OBJECTIVE: Rewrite every line of the material below as a JSON list of strings, one string per line, leaving out blank lines and any pictures.
[START OF SUPPLIED DATA]
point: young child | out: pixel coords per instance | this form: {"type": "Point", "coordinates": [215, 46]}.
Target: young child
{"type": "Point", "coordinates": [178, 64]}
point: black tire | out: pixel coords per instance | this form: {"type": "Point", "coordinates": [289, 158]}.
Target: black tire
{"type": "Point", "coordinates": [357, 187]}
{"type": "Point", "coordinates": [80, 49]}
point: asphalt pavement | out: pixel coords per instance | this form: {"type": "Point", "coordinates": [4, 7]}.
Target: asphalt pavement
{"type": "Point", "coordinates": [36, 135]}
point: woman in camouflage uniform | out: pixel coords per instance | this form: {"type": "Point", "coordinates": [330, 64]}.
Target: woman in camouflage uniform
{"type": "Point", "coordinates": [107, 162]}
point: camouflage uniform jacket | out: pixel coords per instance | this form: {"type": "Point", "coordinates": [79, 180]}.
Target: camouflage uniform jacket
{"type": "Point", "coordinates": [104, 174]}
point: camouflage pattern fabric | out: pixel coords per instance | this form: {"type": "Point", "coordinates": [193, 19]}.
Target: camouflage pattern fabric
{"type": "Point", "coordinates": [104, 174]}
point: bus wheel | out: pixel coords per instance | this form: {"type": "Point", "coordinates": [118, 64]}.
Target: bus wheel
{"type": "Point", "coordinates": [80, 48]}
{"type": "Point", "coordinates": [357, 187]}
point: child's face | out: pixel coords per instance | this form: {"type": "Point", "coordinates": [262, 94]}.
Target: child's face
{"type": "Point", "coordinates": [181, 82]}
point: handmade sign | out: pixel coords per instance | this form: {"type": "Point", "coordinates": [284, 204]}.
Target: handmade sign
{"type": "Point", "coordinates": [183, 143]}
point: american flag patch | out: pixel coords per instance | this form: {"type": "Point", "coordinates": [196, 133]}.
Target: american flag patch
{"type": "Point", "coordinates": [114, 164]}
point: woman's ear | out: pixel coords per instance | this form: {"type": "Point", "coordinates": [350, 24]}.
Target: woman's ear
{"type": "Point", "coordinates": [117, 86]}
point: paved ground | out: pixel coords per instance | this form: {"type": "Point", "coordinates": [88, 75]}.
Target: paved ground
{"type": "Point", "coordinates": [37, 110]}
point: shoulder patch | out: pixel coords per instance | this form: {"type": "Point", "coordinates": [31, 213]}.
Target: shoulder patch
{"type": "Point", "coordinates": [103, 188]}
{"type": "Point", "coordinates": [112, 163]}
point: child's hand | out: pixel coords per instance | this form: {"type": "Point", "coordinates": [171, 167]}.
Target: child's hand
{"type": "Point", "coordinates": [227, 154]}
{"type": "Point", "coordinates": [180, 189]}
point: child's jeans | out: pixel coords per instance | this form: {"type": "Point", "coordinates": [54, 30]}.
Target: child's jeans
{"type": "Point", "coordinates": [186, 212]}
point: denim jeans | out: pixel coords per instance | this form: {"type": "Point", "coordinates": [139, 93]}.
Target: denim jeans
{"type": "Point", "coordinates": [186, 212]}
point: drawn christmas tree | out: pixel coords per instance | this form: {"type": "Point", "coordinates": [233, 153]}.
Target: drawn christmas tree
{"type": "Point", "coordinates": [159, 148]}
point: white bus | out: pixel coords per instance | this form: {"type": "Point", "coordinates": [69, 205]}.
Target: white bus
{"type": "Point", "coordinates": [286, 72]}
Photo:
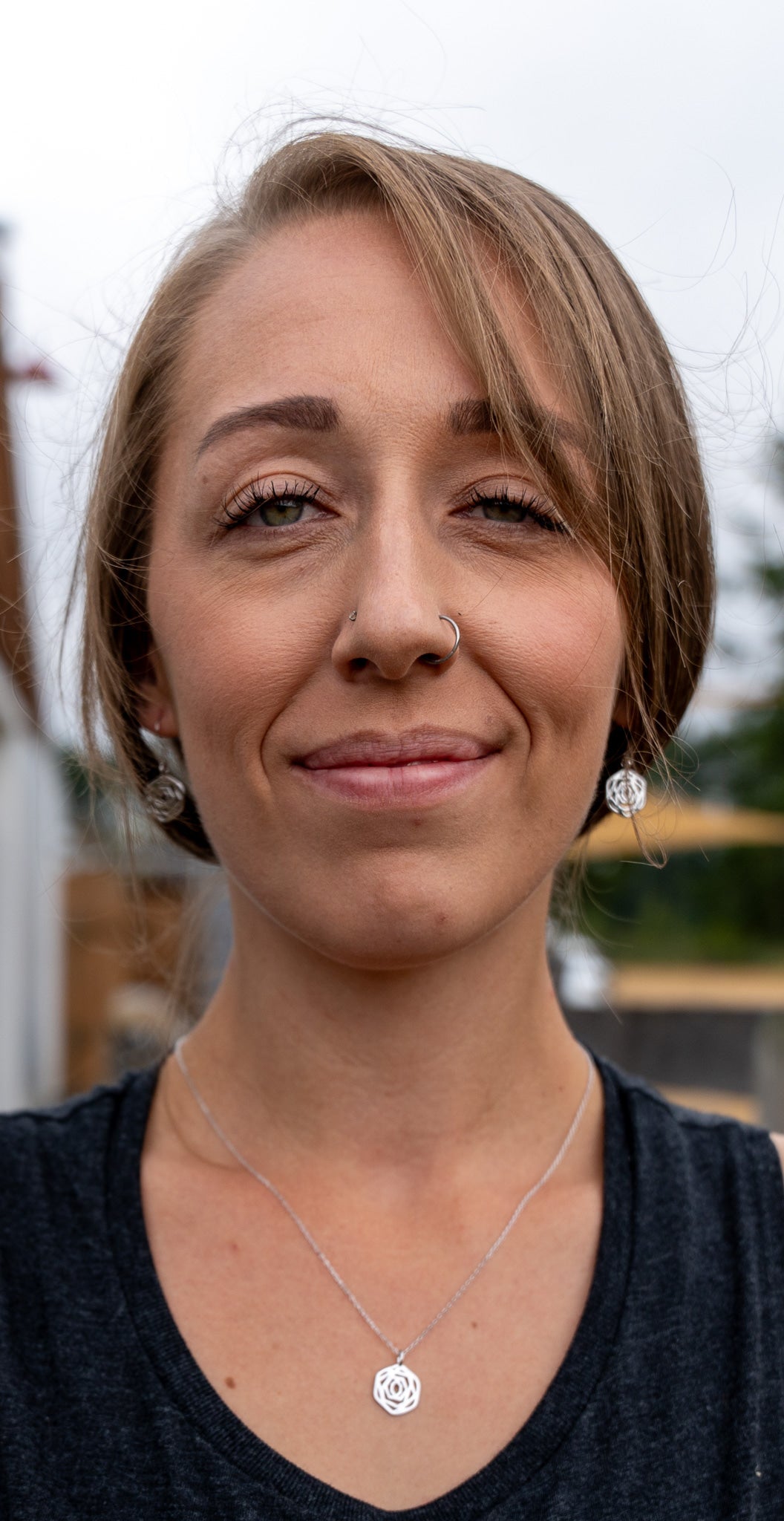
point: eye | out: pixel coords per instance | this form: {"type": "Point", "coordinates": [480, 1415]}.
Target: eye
{"type": "Point", "coordinates": [506, 505]}
{"type": "Point", "coordinates": [271, 504]}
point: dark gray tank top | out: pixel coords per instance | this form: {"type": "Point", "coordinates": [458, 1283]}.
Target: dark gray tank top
{"type": "Point", "coordinates": [669, 1404]}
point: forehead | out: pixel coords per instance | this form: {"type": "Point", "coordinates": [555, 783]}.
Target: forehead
{"type": "Point", "coordinates": [332, 306]}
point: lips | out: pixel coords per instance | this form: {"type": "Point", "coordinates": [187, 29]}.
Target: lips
{"type": "Point", "coordinates": [409, 770]}
{"type": "Point", "coordinates": [415, 747]}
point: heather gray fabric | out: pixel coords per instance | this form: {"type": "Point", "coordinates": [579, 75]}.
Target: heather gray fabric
{"type": "Point", "coordinates": [667, 1407]}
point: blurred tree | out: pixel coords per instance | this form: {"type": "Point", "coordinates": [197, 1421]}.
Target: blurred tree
{"type": "Point", "coordinates": [725, 907]}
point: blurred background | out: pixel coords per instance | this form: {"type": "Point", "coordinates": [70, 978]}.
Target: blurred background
{"type": "Point", "coordinates": [663, 125]}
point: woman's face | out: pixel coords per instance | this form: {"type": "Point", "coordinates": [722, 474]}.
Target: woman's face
{"type": "Point", "coordinates": [330, 454]}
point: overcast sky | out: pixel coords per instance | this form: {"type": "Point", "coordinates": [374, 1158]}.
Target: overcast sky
{"type": "Point", "coordinates": [662, 122]}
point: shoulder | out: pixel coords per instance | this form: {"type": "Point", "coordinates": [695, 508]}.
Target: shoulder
[END OF SUPPLIED DATA]
SOLUTION TO THIS TASK:
[
  "point: young child | out: pixel coords per instance | this form: {\"type\": \"Point\", \"coordinates\": [215, 46]}.",
  "Target: young child",
  "{\"type\": \"Point\", \"coordinates\": [178, 64]}",
  "point: black tire | out: pixel coords per instance | this form: {\"type\": \"Point\", \"coordinates\": [289, 158]}.",
  "Target: black tire",
  "{\"type\": \"Point\", \"coordinates\": [357, 187]}",
  "{\"type\": \"Point\", \"coordinates\": [80, 49]}",
  "point: asphalt pavement | out: pixel coords per instance | this form: {\"type\": \"Point\", \"coordinates\": [4, 7]}.",
  "Target: asphalt pavement",
  "{\"type\": \"Point\", \"coordinates\": [36, 135]}",
  "point: woman in camouflage uniform | out: pixel coords per instance | this form: {\"type\": \"Point\", \"coordinates\": [330, 64]}.",
  "Target: woman in camouflage uniform",
  "{\"type\": \"Point\", \"coordinates\": [107, 162]}",
  "point: camouflage uniform jacket | out: pixel coords per instance | this form: {\"type\": \"Point\", \"coordinates\": [79, 180]}.",
  "Target: camouflage uniform jacket",
  "{\"type\": \"Point\", \"coordinates\": [104, 174]}",
  "point: camouflage pattern fabric | out: pixel coords per instance | this form: {\"type\": \"Point\", \"coordinates\": [193, 19]}.",
  "Target: camouflage pattern fabric",
  "{\"type\": \"Point\", \"coordinates\": [104, 174]}",
  "point: bus wheel | out: pixel coords per instance | this form: {\"type\": \"Point\", \"coordinates\": [118, 64]}.",
  "Target: bus wheel",
  "{\"type\": \"Point\", \"coordinates\": [80, 48]}",
  "{\"type\": \"Point\", \"coordinates\": [357, 187]}",
  "point: child's face | out: pixel coords per instance | this form: {\"type\": \"Point\", \"coordinates\": [262, 94]}.",
  "Target: child's face",
  "{\"type\": \"Point\", \"coordinates\": [181, 82]}",
  "point: handmade sign | out: pixel coords per instance | this form: {\"type\": \"Point\", \"coordinates\": [284, 204]}.",
  "Target: handmade sign",
  "{\"type\": \"Point\", \"coordinates\": [183, 143]}",
  "point: american flag patch | out: pixel coords per instance | this form: {\"type\": \"Point\", \"coordinates\": [196, 133]}.",
  "Target: american flag patch",
  "{\"type\": \"Point\", \"coordinates\": [114, 164]}",
  "point: woman's ear | out: pixel coords per instance | this form: {\"type\": \"Point\", \"coordinates\": [350, 24]}.",
  "Target: woman's ear",
  "{\"type\": \"Point\", \"coordinates\": [117, 86]}",
  "point: paved ground | out: pixel coords per instance | this form: {\"type\": \"Point\", \"coordinates\": [88, 75]}.",
  "Target: paved ground",
  "{\"type\": \"Point\", \"coordinates\": [37, 110]}",
  "point: shoulder patch | out: pixel coords per instance | this form: {\"type\": \"Point\", \"coordinates\": [31, 213]}.",
  "Target: shoulder patch",
  "{\"type\": \"Point\", \"coordinates\": [103, 188]}",
  "{\"type\": \"Point\", \"coordinates\": [112, 163]}",
  "point: child's hand | out: pixel coords per instance | this form: {\"type\": \"Point\", \"coordinates\": [171, 167]}.",
  "Target: child's hand",
  "{\"type\": \"Point\", \"coordinates\": [227, 154]}",
  "{\"type\": \"Point\", \"coordinates\": [180, 189]}",
  "point: child's jeans | out: pixel coords per instance | this form: {\"type\": \"Point\", \"coordinates\": [54, 30]}.",
  "Target: child's jeans",
  "{\"type\": \"Point\", \"coordinates\": [186, 212]}",
  "point: denim jeans | out: pixel coords per instance | this form: {\"type\": \"Point\", \"coordinates\": [139, 93]}.",
  "Target: denim jeans",
  "{\"type\": \"Point\", \"coordinates\": [186, 212]}",
  "point: drawn christmas tree | out: pixel coords per instance | this form: {\"type\": \"Point\", \"coordinates\": [233, 153]}.",
  "Target: drawn christmas tree",
  "{\"type\": \"Point\", \"coordinates\": [159, 148]}",
  "point: white bus | out: pixel coords per instance | this form: {\"type\": \"Point\", \"coordinates\": [69, 205]}.",
  "Target: white bus",
  "{\"type\": \"Point\", \"coordinates\": [286, 72]}",
  "Photo:",
  "point: eye | out: pixel coords per instance | this form: {\"type\": \"Point\", \"coordinates\": [480, 1415]}.",
  "Target: eye",
  "{\"type\": \"Point\", \"coordinates\": [506, 505]}",
  "{\"type\": \"Point\", \"coordinates\": [271, 504]}",
  "point: dark gray tank top | out: pixel coords per instance | this form: {\"type\": \"Point\", \"coordinates\": [458, 1283]}.",
  "Target: dark gray tank top",
  "{\"type\": \"Point\", \"coordinates\": [669, 1404]}",
  "point: forehead | out: pixel coords per instance | this form: {\"type\": \"Point\", \"coordinates\": [555, 783]}.",
  "Target: forehead",
  "{\"type\": \"Point\", \"coordinates\": [332, 306]}",
  "point: lips | out: pixel coords per instance | this form: {\"type\": \"Point\", \"coordinates\": [187, 29]}.",
  "Target: lips",
  "{\"type\": \"Point\", \"coordinates\": [409, 770]}",
  "{\"type\": \"Point\", \"coordinates\": [415, 747]}",
  "point: heather gray fabric | out: pixel coords per instance | this form: {\"type\": \"Point\", \"coordinates\": [579, 75]}.",
  "Target: heather gray fabric",
  "{\"type\": \"Point\", \"coordinates\": [667, 1407]}",
  "point: blurred tree | out: pixel coords per instance | this form: {\"type\": \"Point\", \"coordinates\": [197, 1421]}.",
  "Target: blurred tree",
  "{\"type\": \"Point\", \"coordinates\": [725, 907]}",
  "point: blurred background | out: pixel coords per instance | this form: {\"type\": \"Point\", \"coordinates\": [70, 978]}.",
  "Target: blurred background",
  "{\"type\": \"Point\", \"coordinates\": [663, 125]}",
  "point: woman's face | out: pixel coords per instance | this form: {\"type\": \"Point\", \"coordinates\": [722, 474]}.",
  "Target: woman's face",
  "{\"type\": \"Point\", \"coordinates\": [330, 454]}",
  "point: overcast sky | out: pixel coords per instance | this form: {\"type\": \"Point\", \"coordinates\": [374, 1158]}.",
  "Target: overcast sky",
  "{\"type\": \"Point\", \"coordinates\": [662, 122]}",
  "point: shoulder | out: pixel coords per instance | this form: {\"type\": \"Point\", \"coordinates\": [695, 508]}.",
  "Target: shoulder"
]